Mobilidade urbana - da mera retórica para uma proposta concreta de integração metropolitana

Análises 23/02/2022

Muito se ouve falar da “integração metropolitana” quando o assunto é mobilidade urbana. É um bordão, como “desenvolvimento sustentável”. Funcionam como expressões mágicas que, ditas, eximem quem diz de explicar o que realmente pensa ou vai fazer. É com essa crítica que participei terça-feira (22) da Audiência Pública sobre o sistema viário metropolitano, promovida pela Comissão de Viação da Alesc e que foi presidida pela deputada do PT Luciane Carminatti.

O objeto da Audiência foi o Anel Viário, obra atrasada, iniciada em 2008, e que, por problemas de interrupção com desapropriações e recursos, se estende até hoje com previsão de término até o próximo ano. Consiste em uma via a oeste da BR-101, de 50 quilômetros, incluindo a construção de quatro pontes, sete passagens em desnível, um trevo completo e quatro túneis, sendo que já o trevo da BR-101 norte e os pontos de parada e descanso ainda não têm nenhuma etapa finalizada.

O que mais me chamou a atenção na audiência? É que o discurso da urgência de integração metropolitana dos projetos e obras vem dos mesmos que têm contribuído para a sua desintegração, agindo de forma isolada nos municípios, incluindo a capital. Alguns exemplos:

1 – Transporte coletivo da ilha sem conexão adequada com o continente. A prefeitura de Florianópolis até hoje não tem um plano de mobilidade urbana e deveria, como capital, ser o agente articulador de um projeto metropolitano de mobilidade urbana, sendo que não  controla adequadamente nem o seu sistema de transporte coletivo, sob o comando do Consórcio Fênix;

2 – Fraudes nas licitações da restauração da Ponte Hercílio Luz, ainda com inquérito aberto no Ministério Público, sendo que os valores podiam ter sido aplicados em obras estruturantes do sistema viário metropolitano;

3 – Gastos em projetos imediatistas que são inviáveis, como o sistema VLT (veículo leve sobre trilhos), proposto pelo então governador Luiz Henrique da Silveira quando da realização da Copa do Mundo no Brasil, sem previsão de nenhuma integração inter e intraurbana do sistema de transporte coletivo e veicular;

4 – Instalação do novo aeroporto internacional no sul da Ilha, constituindo um grande polo gerador de tráfego, de população e pressão imobiliária, sendo que deveria ser localizado no epicentro da região metropolitana continental, próximo à região de Tijucas, como ocorre nas grandes regiões metropolitanas do país;

5 – Concentração de investimentos na ilha, com proposta de revisão de plano diretor que adensa o solo urbano e piora ainda mais a mobilidade urbana municipal.
========================
TAREFA PROPOSTA: No texto sobre mobilidade urbana, copie tudo o que vai de "Análises 23/02/2022" até "PT Luciane Carminatti.", trocando "Comissão de Viação" por "Comissão de Transportes".

(Registros de apontamento)
========================
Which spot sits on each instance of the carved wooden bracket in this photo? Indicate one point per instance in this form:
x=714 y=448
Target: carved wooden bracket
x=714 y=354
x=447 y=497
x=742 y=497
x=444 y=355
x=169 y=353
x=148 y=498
========================
RESPOSTA DO EXERCÍCIO:
Análises 23/02/2022

Muito se ouve falar da “integração metropolitana” quando o assunto é mobilidade urbana. É um bordão, como “desenvolvimento sustentável”. Funcionam como expressões mágicas que, ditas, eximem quem diz de explicar o que realmente pensa ou vai fazer. É com essa crítica que participei terça-feira (22) da Audiência Pública sobre o sistema viário metropolitano, promovida pela Comissão de Transportes da Alesc e que foi presidida pela deputada do PT Luciane Carminatti.